# TASK TO COMPLETE:
The records that follow are to be transcribed in full, without their images.

# DATA LISTING:

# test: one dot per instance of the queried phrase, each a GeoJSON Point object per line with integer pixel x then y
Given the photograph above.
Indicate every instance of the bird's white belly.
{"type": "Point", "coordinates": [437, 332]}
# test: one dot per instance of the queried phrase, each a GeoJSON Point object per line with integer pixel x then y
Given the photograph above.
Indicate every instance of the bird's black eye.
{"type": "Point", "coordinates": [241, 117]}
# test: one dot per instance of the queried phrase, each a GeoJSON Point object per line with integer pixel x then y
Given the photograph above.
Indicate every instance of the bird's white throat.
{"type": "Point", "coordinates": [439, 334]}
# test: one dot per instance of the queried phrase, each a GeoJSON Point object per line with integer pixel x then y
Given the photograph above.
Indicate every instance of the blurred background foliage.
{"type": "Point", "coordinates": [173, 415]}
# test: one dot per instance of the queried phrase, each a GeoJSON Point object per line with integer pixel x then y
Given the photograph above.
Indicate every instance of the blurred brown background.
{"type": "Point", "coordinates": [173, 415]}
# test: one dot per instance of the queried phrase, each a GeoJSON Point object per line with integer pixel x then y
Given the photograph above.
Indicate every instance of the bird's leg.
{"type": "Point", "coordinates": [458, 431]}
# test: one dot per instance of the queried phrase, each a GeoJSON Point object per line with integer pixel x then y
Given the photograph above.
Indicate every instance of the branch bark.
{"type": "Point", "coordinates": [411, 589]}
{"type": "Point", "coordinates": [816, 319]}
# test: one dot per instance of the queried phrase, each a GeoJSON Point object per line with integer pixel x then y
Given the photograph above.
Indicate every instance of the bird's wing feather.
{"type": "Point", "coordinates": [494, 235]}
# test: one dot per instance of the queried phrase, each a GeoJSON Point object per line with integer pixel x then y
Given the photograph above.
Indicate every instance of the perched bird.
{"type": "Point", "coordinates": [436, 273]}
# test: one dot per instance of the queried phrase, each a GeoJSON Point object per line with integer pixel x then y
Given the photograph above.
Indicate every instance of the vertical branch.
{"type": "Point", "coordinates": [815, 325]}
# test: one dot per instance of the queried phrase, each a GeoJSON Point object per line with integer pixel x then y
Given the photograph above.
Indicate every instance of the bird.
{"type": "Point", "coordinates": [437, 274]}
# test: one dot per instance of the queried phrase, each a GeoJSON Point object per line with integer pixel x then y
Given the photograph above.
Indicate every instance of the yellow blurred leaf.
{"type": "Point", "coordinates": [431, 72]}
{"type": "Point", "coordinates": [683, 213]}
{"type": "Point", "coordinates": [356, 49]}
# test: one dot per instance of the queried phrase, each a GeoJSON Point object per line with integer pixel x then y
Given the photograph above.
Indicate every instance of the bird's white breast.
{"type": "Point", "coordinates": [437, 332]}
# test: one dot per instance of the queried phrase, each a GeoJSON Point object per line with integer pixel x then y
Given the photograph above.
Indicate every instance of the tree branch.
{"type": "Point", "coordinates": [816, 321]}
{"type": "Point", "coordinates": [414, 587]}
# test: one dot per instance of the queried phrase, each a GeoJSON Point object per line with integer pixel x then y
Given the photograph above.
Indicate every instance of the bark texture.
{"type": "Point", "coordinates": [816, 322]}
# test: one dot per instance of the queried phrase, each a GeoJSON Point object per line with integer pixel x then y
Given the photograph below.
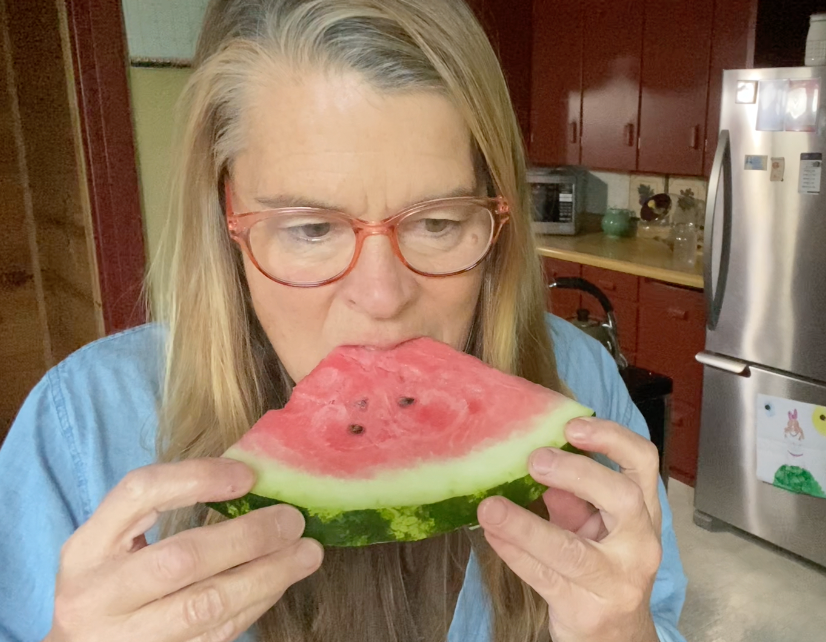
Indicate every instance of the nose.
{"type": "Point", "coordinates": [379, 284]}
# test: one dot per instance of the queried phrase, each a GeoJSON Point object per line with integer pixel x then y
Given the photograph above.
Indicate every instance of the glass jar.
{"type": "Point", "coordinates": [684, 241]}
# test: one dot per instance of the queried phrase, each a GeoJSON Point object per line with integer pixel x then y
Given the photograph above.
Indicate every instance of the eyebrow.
{"type": "Point", "coordinates": [290, 200]}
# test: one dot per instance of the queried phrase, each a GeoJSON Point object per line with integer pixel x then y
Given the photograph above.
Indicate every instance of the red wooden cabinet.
{"type": "Point", "coordinates": [611, 59]}
{"type": "Point", "coordinates": [671, 333]}
{"type": "Point", "coordinates": [508, 25]}
{"type": "Point", "coordinates": [556, 97]}
{"type": "Point", "coordinates": [675, 72]}
{"type": "Point", "coordinates": [563, 303]}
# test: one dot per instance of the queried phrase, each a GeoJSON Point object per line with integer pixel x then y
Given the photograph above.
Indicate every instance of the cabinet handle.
{"type": "Point", "coordinates": [607, 285]}
{"type": "Point", "coordinates": [629, 134]}
{"type": "Point", "coordinates": [695, 137]}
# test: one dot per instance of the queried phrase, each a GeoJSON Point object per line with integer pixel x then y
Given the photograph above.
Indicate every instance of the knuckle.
{"type": "Point", "coordinates": [650, 456]}
{"type": "Point", "coordinates": [175, 561]}
{"type": "Point", "coordinates": [205, 607]}
{"type": "Point", "coordinates": [631, 499]}
{"type": "Point", "coordinates": [136, 483]}
{"type": "Point", "coordinates": [575, 552]}
{"type": "Point", "coordinates": [227, 631]}
{"type": "Point", "coordinates": [251, 538]}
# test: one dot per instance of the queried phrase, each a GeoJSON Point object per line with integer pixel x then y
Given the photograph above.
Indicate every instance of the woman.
{"type": "Point", "coordinates": [368, 108]}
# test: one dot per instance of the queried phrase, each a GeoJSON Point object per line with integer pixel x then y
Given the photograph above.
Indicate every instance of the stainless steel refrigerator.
{"type": "Point", "coordinates": [764, 381]}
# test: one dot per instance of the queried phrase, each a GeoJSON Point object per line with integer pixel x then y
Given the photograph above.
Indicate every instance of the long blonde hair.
{"type": "Point", "coordinates": [221, 371]}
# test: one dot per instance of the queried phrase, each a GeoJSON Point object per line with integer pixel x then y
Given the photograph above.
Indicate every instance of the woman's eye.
{"type": "Point", "coordinates": [311, 231]}
{"type": "Point", "coordinates": [437, 225]}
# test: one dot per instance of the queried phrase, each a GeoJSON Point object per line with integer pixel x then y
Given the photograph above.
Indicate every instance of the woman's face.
{"type": "Point", "coordinates": [330, 139]}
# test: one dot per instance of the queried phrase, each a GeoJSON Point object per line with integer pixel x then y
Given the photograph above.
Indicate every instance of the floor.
{"type": "Point", "coordinates": [743, 590]}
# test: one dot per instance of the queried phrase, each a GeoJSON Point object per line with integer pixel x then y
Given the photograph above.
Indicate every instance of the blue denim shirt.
{"type": "Point", "coordinates": [93, 418]}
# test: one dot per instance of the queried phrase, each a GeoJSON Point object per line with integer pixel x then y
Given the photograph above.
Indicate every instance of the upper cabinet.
{"type": "Point", "coordinates": [634, 85]}
{"type": "Point", "coordinates": [557, 86]}
{"type": "Point", "coordinates": [508, 25]}
{"type": "Point", "coordinates": [674, 88]}
{"type": "Point", "coordinates": [611, 60]}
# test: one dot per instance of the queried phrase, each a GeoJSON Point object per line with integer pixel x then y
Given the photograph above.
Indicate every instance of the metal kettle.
{"type": "Point", "coordinates": [604, 332]}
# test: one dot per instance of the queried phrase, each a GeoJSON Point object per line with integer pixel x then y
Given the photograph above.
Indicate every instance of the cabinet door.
{"type": "Point", "coordinates": [732, 47]}
{"type": "Point", "coordinates": [671, 332]}
{"type": "Point", "coordinates": [563, 303]}
{"type": "Point", "coordinates": [508, 25]}
{"type": "Point", "coordinates": [683, 442]}
{"type": "Point", "coordinates": [556, 101]}
{"type": "Point", "coordinates": [675, 69]}
{"type": "Point", "coordinates": [612, 54]}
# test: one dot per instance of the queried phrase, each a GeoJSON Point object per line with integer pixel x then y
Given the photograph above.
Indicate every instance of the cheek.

# TASK RESPONSE:
# test: one dot per instance of the queried phrase, each a GeoJSON Point object per line with integer pixel x then y
Given the photograph above.
Indicate every instance of the bird's white belly.
{"type": "Point", "coordinates": [437, 332]}
# test: one dot per instance of the queried phrase, each a GeoJSON Point object per line with integer pixel x then y
Given the photograph above.
Indicate every instance of the bird's black eye.
{"type": "Point", "coordinates": [241, 117]}
# test: one dot per instance of the queried phrase, each a GeoJSON Point object per line with integer pixel x then y
Given the photograph above.
Indicate every instance of the bird's white throat.
{"type": "Point", "coordinates": [439, 334]}
# test: one dot per instance of the queried phrase, each a GeoJSON Point object per line with integer pixel x then y
Given the photograph above.
Indicate every instance of the blurred background foliage.
{"type": "Point", "coordinates": [173, 415]}
# test: one dot per instance of the queried phrase, each a GeoJSON Point object per line with integer pixel x then y
Given the photograph above.
Indicate every instance of the blurred brown background.
{"type": "Point", "coordinates": [173, 415]}
# test: one dot per instance of the queried phrase, each a GeoJSON Point object per line with integer pixel x then y
Given the photograph above.
Indicate every instance of the bird's leg.
{"type": "Point", "coordinates": [458, 431]}
# test: one dot per instance of the queried phrase, each a GeoJSON Point object per line with integer pixel x then y
Given the photograph above.
Indicate every instance of the branch bark.
{"type": "Point", "coordinates": [411, 589]}
{"type": "Point", "coordinates": [816, 319]}
# test: one dot per instance of the queried phrase, each a GeoJSON Point object per line with integer pixel x then y
Given the photograph above.
Indicate every instance of the bird's wing feather.
{"type": "Point", "coordinates": [494, 235]}
# test: one dot per instance of the queried phrase, each a GeoJSON Point object per line with integer pixel x then y
Given the photograph above.
Indicate every instance of the perched bird.
{"type": "Point", "coordinates": [436, 273]}
# test: one dot per instance of the queried phrase, each a GeoJSON Point object per line with integer pixel x then y
Given the photograph above.
Indicate every instance of the vertical branch.
{"type": "Point", "coordinates": [815, 325]}
# test: one dot per instance of the queried phrase, each a GeoJSON Point object per line with integer pixel x then y
Given the photograph above.
Indicate every instance of the bird.
{"type": "Point", "coordinates": [437, 274]}
# test: one dot per instance of the queried phrase, each a GeoJSON Point object per line with integer pixel x then y
Given the photograph above.
Indicate every instance of the yellow blurred leaf.
{"type": "Point", "coordinates": [431, 72]}
{"type": "Point", "coordinates": [683, 213]}
{"type": "Point", "coordinates": [356, 49]}
# test: one dot per instance of the queried phrase, each a GeoJSON Point object per line with integer pixel x then y
Given the photograph above.
Indicate every instance of the bird's white breast.
{"type": "Point", "coordinates": [437, 332]}
# test: one dot per instance of the queried phrase, each a GeoJSON Point object per line with integer pixel x then y
Given the photograph above.
Indicate every instance of the tree branch.
{"type": "Point", "coordinates": [816, 321]}
{"type": "Point", "coordinates": [414, 587]}
# test: one dot per instance of the queried phrase, each a GeoJSON Point object per line with integer pixel x then y
Given the photograph above.
Indicate every instance of the bark texture.
{"type": "Point", "coordinates": [816, 322]}
# test: one dot per instance of the queried phrase, each a GeoJSON Point object per line with integer pixel x then y
Given the photograph below.
Indicate every instance of the nose.
{"type": "Point", "coordinates": [379, 284]}
# test: one dot per instance of the queried phrase, each a GeoJSON Point object per line with integer pixel x then y
Given the photograph above.
Indicate every instance of the glass jar.
{"type": "Point", "coordinates": [684, 241]}
# test: one dot per instance of the queried phrase, each a GeoJSON Point object per line with integer pixel x then y
Given the photograph above.
Indicate every instance of the eyebrow.
{"type": "Point", "coordinates": [290, 200]}
# test: one dot per instance of the queried phrase, each a GeoJSON Point object per line with integer pixel x then y
Given the photograph above.
Indicate every instance of the red wooden cabinet.
{"type": "Point", "coordinates": [611, 59]}
{"type": "Point", "coordinates": [671, 333]}
{"type": "Point", "coordinates": [508, 25]}
{"type": "Point", "coordinates": [556, 97]}
{"type": "Point", "coordinates": [675, 72]}
{"type": "Point", "coordinates": [563, 303]}
# test: one dot per instance of the queried phrase, each a GeoJSON Point object per line with integer pixel x then y
Given the photograph above.
Indicate every instance of the cabinet handle.
{"type": "Point", "coordinates": [607, 285]}
{"type": "Point", "coordinates": [629, 134]}
{"type": "Point", "coordinates": [695, 137]}
# test: one dot per instance of the queried phrase, each a GeoJSON Point object per line with integer pixel x then y
Given the photograph above.
Indicate every instance of the knuckle.
{"type": "Point", "coordinates": [650, 456]}
{"type": "Point", "coordinates": [175, 561]}
{"type": "Point", "coordinates": [205, 607]}
{"type": "Point", "coordinates": [631, 499]}
{"type": "Point", "coordinates": [136, 483]}
{"type": "Point", "coordinates": [575, 552]}
{"type": "Point", "coordinates": [227, 631]}
{"type": "Point", "coordinates": [251, 538]}
# test: one dot per instance of the queried phrase, each a GeoJSON Point object per line with integer pixel x then y
Given the photograph above.
Indicate every instance of the woman.
{"type": "Point", "coordinates": [368, 108]}
# test: one dot per instance of the queried phrase, each a GeoJSON Point object per line with integer pixel x then y
Given the photograph above.
Indicate every instance of the stainless steel refrigerator.
{"type": "Point", "coordinates": [764, 381]}
# test: one dot per instance of the queried phrase, each a GeoJSON Point object per line with integer pixel x then y
Given the photograph above.
Indicate every instance of the long blonde hair.
{"type": "Point", "coordinates": [221, 371]}
# test: one dot per instance of the queried phrase, each a GeoJSON Point object per line with integer pixel x then y
Given the photograph above.
Indicate every instance of the woman's eye.
{"type": "Point", "coordinates": [311, 231]}
{"type": "Point", "coordinates": [437, 225]}
# test: one dot per instance of the queried phrase, each a GeoJSON Point object per line with integer pixel x then y
Given the photograph above.
Indicate every instance of the woman's face.
{"type": "Point", "coordinates": [330, 139]}
# test: one dot per instance of the queried phrase, each a GeoJSON Point object per line with integer pixel x then y
Given the photograph above.
Indicate every instance of the floor.
{"type": "Point", "coordinates": [743, 590]}
# test: one dot per instance of the queried phrase, each a GeoJSON Point object per line with integer pixel x then y
Given the photograph above.
Indicate every instance of the blue denim shirt.
{"type": "Point", "coordinates": [93, 418]}
# test: one dot per instance of the queried phrase, each a GeoJSON Point object per line with integer pixel x then y
Given the photograph above.
Indicate every instance of the upper cabinet.
{"type": "Point", "coordinates": [634, 85]}
{"type": "Point", "coordinates": [557, 86]}
{"type": "Point", "coordinates": [508, 25]}
{"type": "Point", "coordinates": [674, 88]}
{"type": "Point", "coordinates": [611, 60]}
# test: one dot per instance of the queried phrase, each a GeoJSON Point object per line with integer pixel x then y
Given the photograph above.
Indicate every instance of the metal kettle.
{"type": "Point", "coordinates": [604, 332]}
# test: one dot per instance of the queried phrase, each a GeoJSON Point object per line with integer pixel x then y
Given the photograph above.
Indicate every instance of the cabinet door.
{"type": "Point", "coordinates": [732, 47]}
{"type": "Point", "coordinates": [671, 332]}
{"type": "Point", "coordinates": [563, 303]}
{"type": "Point", "coordinates": [508, 25]}
{"type": "Point", "coordinates": [683, 442]}
{"type": "Point", "coordinates": [556, 101]}
{"type": "Point", "coordinates": [675, 69]}
{"type": "Point", "coordinates": [612, 54]}
# test: one dot per instance of the queried phrase, each a GeoJSON Point object per line with integer pixel x then y
Given the photograph above.
Indicate every instance of the cheek.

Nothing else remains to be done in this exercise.